• _REQUEST 1_: Write out the part of the account of the classic car gathering between "Best of all" and "between the headlights.", inclusive.

Everything went perfectly. But for the odd spot of rain the weather was stable, which induced many people to drive long distances from all points of the compass. One Reliant Scimitar owner I met arrived early from Dumfries, having driven all night. He’d driven past a dozen smaller events closer to home for two powerful reasons: “a duty” to support this mother of all racing circuits, and a desire (knowing for certain there’d be other Scimitars on site) to hobnob with like-minded owners. Another bloke drove from Plymouth on a 1930s Ariel 350cc motorbike.
Best of all was the sheer variety of cars. Sure, the usual Jaguar E-Types and Healeys were there, but the audience was of a mind to admire rarer stuff: fit-looking Minxs and Austin Maxis, a superb 1960 Panhard saloon, a couple of two-stroke Saabs, a sky-blue 1970 Tatra saloon (complete with rear-mounted air-cooled V8 engine), and a crazy, turbocharged A-series Mini with so much plumbing crammed in its engine bay that the bonnet wouldn’t fit and the reg number had to be printed on a huge oil cooler slung between the headlights.

• _RECORDS FOR THE TASK_:
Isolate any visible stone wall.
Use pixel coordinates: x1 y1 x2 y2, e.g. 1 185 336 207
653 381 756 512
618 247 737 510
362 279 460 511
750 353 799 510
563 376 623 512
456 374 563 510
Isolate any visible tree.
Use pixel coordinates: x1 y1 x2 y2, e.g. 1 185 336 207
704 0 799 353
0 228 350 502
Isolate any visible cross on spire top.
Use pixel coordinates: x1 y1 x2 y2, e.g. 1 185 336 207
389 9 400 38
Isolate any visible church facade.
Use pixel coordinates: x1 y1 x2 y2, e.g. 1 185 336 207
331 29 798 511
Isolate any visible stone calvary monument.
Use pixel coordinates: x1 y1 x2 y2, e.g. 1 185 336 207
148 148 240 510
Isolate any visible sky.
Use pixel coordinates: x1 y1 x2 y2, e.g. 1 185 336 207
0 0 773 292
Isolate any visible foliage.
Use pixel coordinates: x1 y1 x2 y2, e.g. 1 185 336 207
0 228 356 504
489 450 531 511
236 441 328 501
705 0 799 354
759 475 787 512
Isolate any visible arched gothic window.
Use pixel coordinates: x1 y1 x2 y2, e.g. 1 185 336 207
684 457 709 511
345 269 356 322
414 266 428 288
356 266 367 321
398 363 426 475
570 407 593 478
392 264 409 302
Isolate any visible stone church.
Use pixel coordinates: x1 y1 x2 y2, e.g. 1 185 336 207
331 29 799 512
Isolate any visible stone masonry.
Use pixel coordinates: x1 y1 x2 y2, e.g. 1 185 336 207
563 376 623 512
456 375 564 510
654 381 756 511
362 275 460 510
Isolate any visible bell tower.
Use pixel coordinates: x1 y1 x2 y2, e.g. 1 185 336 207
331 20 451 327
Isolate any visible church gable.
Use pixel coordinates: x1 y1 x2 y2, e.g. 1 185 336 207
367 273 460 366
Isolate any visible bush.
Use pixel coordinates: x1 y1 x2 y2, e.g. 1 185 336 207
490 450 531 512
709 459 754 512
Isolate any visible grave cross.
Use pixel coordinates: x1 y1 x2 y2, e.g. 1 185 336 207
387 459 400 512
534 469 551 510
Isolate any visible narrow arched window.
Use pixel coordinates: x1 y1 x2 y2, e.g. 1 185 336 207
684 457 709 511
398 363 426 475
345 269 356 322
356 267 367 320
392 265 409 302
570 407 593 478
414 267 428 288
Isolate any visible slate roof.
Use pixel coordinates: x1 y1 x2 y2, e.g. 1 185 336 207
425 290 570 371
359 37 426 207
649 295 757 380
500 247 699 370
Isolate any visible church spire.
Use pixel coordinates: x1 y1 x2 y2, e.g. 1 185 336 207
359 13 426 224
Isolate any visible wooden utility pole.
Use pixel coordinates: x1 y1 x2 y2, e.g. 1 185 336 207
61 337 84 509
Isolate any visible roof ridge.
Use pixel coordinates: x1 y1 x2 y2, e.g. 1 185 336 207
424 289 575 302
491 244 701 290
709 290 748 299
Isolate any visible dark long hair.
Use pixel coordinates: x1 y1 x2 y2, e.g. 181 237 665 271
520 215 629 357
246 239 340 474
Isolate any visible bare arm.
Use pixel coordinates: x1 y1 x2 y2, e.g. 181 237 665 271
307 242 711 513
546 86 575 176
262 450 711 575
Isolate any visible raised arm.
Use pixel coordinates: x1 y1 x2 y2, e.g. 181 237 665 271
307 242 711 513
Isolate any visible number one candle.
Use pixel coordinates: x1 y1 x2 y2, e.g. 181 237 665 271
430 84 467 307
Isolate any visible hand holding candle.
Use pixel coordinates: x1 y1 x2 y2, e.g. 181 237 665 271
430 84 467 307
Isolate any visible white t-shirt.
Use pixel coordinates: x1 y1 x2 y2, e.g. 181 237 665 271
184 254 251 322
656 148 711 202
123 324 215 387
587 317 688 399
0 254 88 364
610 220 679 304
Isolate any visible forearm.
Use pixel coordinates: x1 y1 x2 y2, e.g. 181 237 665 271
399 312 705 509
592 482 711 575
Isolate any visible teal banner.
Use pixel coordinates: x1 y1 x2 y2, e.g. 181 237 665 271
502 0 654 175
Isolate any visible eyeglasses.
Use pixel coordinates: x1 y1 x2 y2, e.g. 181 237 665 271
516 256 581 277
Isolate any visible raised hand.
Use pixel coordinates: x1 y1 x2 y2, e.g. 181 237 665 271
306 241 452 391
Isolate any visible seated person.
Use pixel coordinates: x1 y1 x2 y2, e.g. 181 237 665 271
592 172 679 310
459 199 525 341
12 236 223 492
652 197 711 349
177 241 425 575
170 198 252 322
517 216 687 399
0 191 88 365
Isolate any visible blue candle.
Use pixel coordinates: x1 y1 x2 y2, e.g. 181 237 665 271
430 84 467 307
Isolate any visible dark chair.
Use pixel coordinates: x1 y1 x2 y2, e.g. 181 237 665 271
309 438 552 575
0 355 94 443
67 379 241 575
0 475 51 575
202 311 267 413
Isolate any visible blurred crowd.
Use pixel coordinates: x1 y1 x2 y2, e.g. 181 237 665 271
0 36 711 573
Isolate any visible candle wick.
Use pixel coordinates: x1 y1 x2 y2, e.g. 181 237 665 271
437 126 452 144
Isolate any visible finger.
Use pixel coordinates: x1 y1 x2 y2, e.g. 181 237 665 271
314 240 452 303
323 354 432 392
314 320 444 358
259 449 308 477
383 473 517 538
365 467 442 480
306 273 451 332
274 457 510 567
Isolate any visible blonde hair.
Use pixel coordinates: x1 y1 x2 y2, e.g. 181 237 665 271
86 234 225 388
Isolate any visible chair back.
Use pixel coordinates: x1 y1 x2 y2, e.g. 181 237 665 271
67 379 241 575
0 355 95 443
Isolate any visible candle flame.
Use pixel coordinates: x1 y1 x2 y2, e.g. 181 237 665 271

• _REQUEST 2_: Put the record lines between the lines holding "Isolate any visible stone masonry." and "367 273 460 366", inclusive, into a Markdown table with the columns Row and Record line, leaving out any blank lines.

• _CORRECT ANSWER 1_:
Best of all was the sheer variety of cars. Sure, the usual Jaguar E-Types and Healeys were there, but the audience was of a mind to admire rarer stuff: fit-looking Minxs and Austin Maxis, a superb 1960 Panhard saloon, a couple of two-stroke Saabs, a sky-blue 1970 Tatra saloon (complete with rear-mounted air-cooled V8 engine), and a crazy, turbocharged A-series Mini with so much plumbing crammed in its engine bay that the bonnet wouldn’t fit and the reg number had to be printed on a huge oil cooler slung between the headlights.

• _CORRECT ANSWER 2_:
| Row | Record line |
|---|---|
| 1 | Isolate any visible stone masonry. |
| 2 | Use pixel coordinates: x1 y1 x2 y2, e.g. 1 185 336 207 |
| 3 | 563 376 623 512 |
| 4 | 456 375 564 510 |
| 5 | 654 381 756 511 |
| 6 | 362 275 460 510 |
| 7 | Isolate any visible bell tower. |
| 8 | Use pixel coordinates: x1 y1 x2 y2, e.g. 1 185 336 207 |
| 9 | 331 20 451 327 |
| 10 | Isolate any visible church gable. |
| 11 | Use pixel coordinates: x1 y1 x2 y2, e.g. 1 185 336 207 |
| 12 | 367 273 460 366 |